● **Document excerpt**:

Ooh. I love this kind of nuts-and-bolts question. Thank you, Dan!
This is, in fact, a rare instance in which I would suggest that a spec script should look somewhat different than a script that’s been written by the show’s actual writing staff. I bet you anything that Matt’s lines in produced scripts are written without any repeats or stumbles. But your task isn’t to supply words to an actor. Your task, as the writer of a spec, is to demonstrate that you can capture a character’s voice. That voice, in this case, involves false starts and backtracks.
So I’d put ’em in, but lightly. If you put in as many of these as the actor does, I think it would get cumbersome and tiring to read. (And I probably wouldn’t write in literal stutters of this t-t-t-type.) But lay some verbal effects in lightly, here and there, especially when the character is stressed. If you want to call attention to it in a specific spot in the story, I wouldn’t do it with a parenthetical, but with a stage direction that calls attention to what you’re already doing with the dialogue. For example:
Matt’s nerves make his normal stumbling speech even more obvious, as he finally raises his eyes and looks at Julie:
MATT
I… I don’t– I don’t want you to go.And as to whether it makes a difference whether a stutter is habitual with a character or a one-time thing, absolutely! If a character is normally a smooth-talker, and you’ve got them stumbling, you’ve got even more free reign to write in the curlicues when they happen:
HOUSE
But– I mean– Wasn’t– Isn’t the patient… with… you?Using false starts and hesitations like this is a great way to convey emotion. Nervousness, agitation, gradually dawning awareness… you can get them across very elegantly this way. You’re really letting the reader use their imaginary ears to “hear” your script, which is the point of the exercise. If you relegate the hesitations to a parenthetical, you don’t get this effect at all.
Writing realistic speech of this kind is one of my favorite things. Give it a try and notice how your script starts to have a sound.
Lunch: veggie sandwich. How can avocados be vegetables? They’re so good.

● **Work to complete**:
**1)** According to the screenwriting advice, why should a spec script include Matt's false starts and backtracks, and why only lightly? Answer in one to three sentences.
**2)** In the screenwriting advice, substitute "screenplay" for "script" and write out the passage starting with "Writing realistic speech" and going on through "They’re so good.".
The records are separate material and do not belong to the text above.

● **Data section**:
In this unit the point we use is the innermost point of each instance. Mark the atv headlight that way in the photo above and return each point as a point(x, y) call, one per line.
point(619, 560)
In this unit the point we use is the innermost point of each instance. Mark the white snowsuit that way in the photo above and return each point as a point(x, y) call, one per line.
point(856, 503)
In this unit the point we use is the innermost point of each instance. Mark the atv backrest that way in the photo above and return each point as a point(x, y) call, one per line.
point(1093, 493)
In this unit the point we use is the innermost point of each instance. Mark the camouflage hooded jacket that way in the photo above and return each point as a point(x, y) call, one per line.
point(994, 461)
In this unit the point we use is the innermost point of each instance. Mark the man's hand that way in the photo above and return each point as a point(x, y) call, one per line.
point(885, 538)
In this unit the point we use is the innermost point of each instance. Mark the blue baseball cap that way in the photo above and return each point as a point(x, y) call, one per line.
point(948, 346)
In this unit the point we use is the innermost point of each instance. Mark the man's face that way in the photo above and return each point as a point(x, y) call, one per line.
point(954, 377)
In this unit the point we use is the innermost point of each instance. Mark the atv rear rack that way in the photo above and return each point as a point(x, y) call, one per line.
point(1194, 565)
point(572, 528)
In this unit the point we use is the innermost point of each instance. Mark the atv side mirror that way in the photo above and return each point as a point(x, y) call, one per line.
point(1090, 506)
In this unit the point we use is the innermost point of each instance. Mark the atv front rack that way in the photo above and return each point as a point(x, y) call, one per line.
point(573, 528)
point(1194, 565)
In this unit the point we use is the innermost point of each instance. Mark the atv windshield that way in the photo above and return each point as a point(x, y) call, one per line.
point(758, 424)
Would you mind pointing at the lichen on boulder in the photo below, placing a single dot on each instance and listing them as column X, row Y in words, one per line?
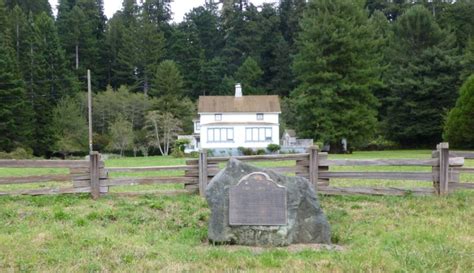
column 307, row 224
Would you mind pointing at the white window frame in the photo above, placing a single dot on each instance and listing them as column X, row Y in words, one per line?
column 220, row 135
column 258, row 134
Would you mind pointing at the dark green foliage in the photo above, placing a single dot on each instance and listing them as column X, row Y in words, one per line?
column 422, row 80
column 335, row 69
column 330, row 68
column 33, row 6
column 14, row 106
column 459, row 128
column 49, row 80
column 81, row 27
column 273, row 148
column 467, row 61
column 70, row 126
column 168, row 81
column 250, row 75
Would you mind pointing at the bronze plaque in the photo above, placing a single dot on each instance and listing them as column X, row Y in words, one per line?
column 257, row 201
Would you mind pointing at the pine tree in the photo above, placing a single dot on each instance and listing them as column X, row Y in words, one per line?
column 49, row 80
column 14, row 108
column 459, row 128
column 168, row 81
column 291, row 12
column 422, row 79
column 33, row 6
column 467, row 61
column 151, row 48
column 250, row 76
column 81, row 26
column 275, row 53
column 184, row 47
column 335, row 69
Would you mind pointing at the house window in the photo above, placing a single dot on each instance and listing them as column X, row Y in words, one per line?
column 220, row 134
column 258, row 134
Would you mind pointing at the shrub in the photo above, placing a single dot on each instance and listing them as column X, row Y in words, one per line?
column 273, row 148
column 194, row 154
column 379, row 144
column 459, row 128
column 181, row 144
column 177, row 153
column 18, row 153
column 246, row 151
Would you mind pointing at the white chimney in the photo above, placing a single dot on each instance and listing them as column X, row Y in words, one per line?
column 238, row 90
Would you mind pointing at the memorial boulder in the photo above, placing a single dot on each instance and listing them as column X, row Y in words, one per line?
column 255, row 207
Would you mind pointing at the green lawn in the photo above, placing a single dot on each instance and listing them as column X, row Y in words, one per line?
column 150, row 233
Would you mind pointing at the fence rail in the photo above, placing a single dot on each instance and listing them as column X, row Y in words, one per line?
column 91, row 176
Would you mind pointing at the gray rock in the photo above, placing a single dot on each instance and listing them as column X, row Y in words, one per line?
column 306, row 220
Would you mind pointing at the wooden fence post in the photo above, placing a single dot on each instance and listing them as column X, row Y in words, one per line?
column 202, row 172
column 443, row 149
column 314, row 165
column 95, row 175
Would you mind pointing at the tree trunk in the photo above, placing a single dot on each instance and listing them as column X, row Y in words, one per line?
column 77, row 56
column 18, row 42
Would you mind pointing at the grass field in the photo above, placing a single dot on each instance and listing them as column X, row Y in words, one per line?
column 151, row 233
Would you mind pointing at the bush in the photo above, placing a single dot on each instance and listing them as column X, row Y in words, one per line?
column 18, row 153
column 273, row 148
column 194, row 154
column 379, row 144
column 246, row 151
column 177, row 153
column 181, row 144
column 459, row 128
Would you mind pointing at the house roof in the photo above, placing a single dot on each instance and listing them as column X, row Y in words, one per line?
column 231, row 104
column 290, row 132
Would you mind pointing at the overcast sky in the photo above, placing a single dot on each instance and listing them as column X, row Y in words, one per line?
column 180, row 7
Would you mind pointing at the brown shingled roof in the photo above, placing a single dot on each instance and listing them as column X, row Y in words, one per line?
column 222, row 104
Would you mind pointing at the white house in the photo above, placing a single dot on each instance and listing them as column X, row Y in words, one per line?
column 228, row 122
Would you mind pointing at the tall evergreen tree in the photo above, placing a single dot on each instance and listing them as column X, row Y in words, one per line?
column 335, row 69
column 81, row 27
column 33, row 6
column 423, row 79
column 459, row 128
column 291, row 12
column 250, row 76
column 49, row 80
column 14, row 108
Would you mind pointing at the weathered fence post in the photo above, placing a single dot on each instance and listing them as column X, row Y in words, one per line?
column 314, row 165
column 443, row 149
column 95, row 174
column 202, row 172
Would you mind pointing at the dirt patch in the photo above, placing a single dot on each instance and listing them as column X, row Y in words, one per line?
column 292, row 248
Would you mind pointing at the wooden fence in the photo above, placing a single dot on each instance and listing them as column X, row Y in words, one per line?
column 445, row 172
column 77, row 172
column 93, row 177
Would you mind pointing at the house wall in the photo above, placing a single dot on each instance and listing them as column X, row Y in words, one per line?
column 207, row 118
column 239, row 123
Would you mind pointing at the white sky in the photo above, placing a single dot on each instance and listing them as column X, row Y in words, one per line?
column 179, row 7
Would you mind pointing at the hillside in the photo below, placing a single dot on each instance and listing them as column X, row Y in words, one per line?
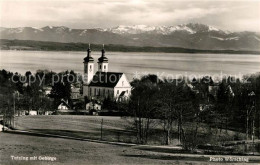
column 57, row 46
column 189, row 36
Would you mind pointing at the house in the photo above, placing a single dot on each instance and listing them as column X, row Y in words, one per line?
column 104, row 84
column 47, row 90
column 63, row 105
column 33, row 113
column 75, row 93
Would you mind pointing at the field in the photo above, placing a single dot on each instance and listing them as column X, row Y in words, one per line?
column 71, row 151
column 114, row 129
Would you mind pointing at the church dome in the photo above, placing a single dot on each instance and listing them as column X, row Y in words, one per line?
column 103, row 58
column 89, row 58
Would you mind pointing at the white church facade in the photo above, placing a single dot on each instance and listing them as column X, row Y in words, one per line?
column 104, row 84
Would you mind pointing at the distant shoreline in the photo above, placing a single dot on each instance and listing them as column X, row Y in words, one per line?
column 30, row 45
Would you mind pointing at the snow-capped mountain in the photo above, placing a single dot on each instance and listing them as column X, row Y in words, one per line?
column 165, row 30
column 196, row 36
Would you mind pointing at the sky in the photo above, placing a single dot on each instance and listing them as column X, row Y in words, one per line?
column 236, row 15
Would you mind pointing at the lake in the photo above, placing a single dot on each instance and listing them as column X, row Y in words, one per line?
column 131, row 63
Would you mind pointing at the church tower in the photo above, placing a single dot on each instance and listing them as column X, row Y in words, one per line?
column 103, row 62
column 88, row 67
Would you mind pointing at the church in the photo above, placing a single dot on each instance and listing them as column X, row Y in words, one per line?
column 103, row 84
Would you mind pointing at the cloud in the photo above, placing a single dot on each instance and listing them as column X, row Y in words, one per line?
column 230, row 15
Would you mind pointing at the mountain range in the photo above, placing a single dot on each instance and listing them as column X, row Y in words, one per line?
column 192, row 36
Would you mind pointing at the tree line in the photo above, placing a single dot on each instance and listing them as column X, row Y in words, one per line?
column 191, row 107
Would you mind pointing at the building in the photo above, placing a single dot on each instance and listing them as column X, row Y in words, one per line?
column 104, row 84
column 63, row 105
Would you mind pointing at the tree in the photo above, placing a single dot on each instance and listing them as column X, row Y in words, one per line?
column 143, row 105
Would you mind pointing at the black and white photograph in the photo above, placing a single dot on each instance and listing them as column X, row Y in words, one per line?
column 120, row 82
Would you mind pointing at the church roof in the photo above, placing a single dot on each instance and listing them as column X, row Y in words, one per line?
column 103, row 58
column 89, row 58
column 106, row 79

● **Solution set**:
**1)** A spec writer's task is to show they can capture a character's voice, not to supply words to an actor, and Matt's voice includes false starts and backtracks. They should be added lightly because using as many as the actor does would make the script cumbersome and tiring to read.

**2)**
Writing realistic speech of this kind is one of my favorite things. Give it a try and notice how your screenplay starts to have a sound.
Lunch: veggie sandwich. How can avocados be vegetables? They’re so good.